*EXCERPTED TEXT*
==================================================
“You got me,” Glenn said. “I’ll start tomorrow.”
Within a month, Glenn didn’t need to hold Ross during his seizures; he knew the man so well, he could sense when they were coming and always had a candy in his pocket to raise his blood sugar. He introduced everybody to the young woman with brain damage, because he could tell she loved showing off her birthday skills. He came in one Monday morning and told Bobby the bottle collector, “I’ve got a present for you, buddy, but you gotta do me a favor.”
“What’s that, Glenn?”
“I gotta have your hat.”
Bobby backed off. He wore the same filthy hat every day, and he wasn’t going to give it up.
“I got a brand-new hat for you, Bobby, and it’s got the tag still on it.”
Glenn showed him a bright orange hunting hat that said GRAHAM TIRE across the front. Bobby grabbed it and immediately put the brim to his nose; he had a habit of smelling everything. Then he turned away, slowly took off his filthy hat, and handed it to Glenn. When he turned back, he had the orange hat on his head and a huge smile on his face.
“We’ve been trying to get him to change that hat for two years,” the woman who had hired him said. “He wouldn’t take it off for anybody.”
==================================================
*REQUIRED TASKS*
**A.** Answer these questions about the story about Glenn:
(i) What did Glenn always carry in his pocket, and for what purpose?
(ii) What words were printed across the front of the orange hunting hat?
(iii) For how long had people been trying to get Bobby to change his hat?
**B.** Extend the story about Glenn, picking up right after its final sentence.

Items listed in a dataset
==================================================
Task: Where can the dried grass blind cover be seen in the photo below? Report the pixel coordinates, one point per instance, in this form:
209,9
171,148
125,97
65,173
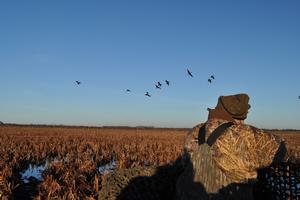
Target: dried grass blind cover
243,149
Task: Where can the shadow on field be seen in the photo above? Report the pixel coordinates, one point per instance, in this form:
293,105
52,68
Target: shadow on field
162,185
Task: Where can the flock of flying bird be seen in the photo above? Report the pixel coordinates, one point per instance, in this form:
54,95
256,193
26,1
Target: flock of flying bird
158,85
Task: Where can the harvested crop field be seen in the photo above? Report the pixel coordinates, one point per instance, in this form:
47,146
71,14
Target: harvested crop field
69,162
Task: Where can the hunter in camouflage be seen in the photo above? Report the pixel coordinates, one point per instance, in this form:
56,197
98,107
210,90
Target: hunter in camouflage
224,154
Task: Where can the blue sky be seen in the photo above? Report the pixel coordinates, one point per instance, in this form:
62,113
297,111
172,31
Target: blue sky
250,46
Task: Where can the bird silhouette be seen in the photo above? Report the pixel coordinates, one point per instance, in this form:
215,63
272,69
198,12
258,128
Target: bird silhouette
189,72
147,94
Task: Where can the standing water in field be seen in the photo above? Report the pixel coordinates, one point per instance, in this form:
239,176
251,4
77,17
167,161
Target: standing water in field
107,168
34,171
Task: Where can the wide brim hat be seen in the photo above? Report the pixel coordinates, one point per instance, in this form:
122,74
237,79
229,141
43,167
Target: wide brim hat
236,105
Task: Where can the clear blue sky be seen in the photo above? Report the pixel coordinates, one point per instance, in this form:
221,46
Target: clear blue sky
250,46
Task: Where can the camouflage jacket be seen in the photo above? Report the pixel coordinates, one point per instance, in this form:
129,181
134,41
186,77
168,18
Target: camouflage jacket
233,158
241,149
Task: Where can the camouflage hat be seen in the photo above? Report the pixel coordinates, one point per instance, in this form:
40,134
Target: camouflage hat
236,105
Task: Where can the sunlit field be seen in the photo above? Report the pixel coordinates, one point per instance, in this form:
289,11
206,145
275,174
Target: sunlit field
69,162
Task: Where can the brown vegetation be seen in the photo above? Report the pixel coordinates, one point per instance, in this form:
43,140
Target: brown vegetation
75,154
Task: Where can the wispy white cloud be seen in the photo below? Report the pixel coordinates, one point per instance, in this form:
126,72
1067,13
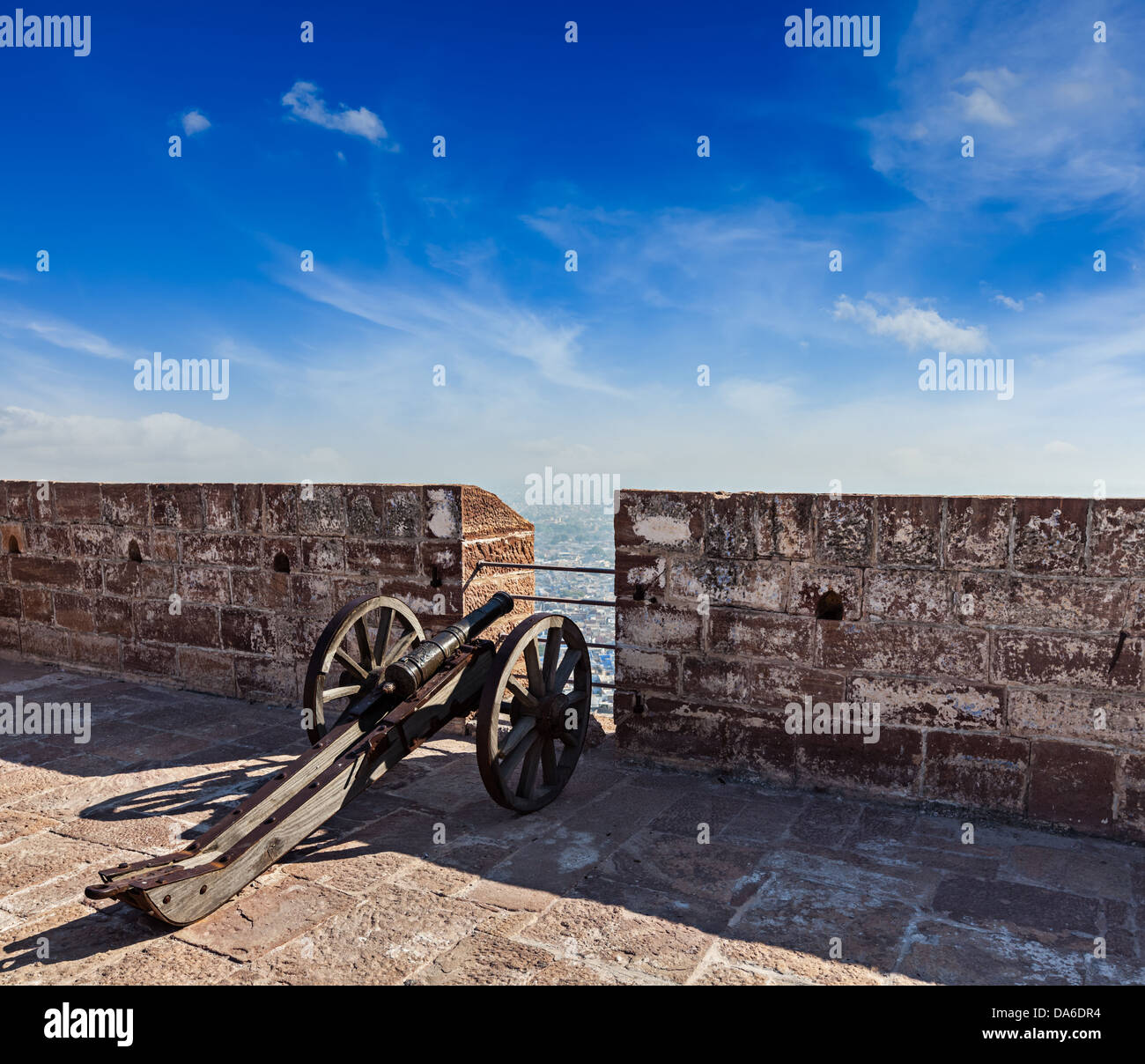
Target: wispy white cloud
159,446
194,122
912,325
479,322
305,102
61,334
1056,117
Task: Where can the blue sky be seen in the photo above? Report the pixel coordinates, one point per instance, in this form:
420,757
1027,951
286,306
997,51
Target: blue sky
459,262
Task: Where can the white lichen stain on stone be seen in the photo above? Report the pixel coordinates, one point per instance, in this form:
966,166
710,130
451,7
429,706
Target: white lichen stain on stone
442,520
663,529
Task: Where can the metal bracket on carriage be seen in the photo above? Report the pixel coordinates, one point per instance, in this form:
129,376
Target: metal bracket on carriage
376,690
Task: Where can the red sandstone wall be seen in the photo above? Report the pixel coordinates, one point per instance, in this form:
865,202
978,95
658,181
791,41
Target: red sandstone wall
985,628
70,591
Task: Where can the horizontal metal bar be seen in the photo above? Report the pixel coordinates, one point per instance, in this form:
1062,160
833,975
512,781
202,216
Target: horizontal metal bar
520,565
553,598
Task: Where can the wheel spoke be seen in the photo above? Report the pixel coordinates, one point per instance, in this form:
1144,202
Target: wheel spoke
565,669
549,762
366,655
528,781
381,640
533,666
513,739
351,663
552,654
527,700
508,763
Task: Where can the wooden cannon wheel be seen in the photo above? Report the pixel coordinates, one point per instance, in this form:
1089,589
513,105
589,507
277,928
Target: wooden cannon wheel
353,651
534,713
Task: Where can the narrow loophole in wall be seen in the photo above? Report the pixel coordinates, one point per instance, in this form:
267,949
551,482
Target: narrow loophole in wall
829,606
==================================================
*ANSWERS BY TASK*
**A.**
(i) A candy, to raise Ross's blood sugar.
(ii) GRAHAM TIRE.
(iii) Two years.

**B.**
After New Perspectives, Glenn cut back on his divorced-dads sessions. He started playing more seriously with the band, spending nights at the Eagles or other music clubs around town. When Storm’n Norman’s Rock ‘n’ Roll Auditorium opened, Glenn not only played guitar with the band, he carried the keg and helped drain it, too. There was no official first dance; no advertising; no sign on the building; no arrows pointing the way through rolling hills of corn to a tiny Nebraska town. But somehow, more than one hundred fifty people showed up. There was no air-conditioning, not enough bathrooms, and the only chairs were borrowed from a funeral home—they even said “funeral home” on the back—but it was a heck of a good time.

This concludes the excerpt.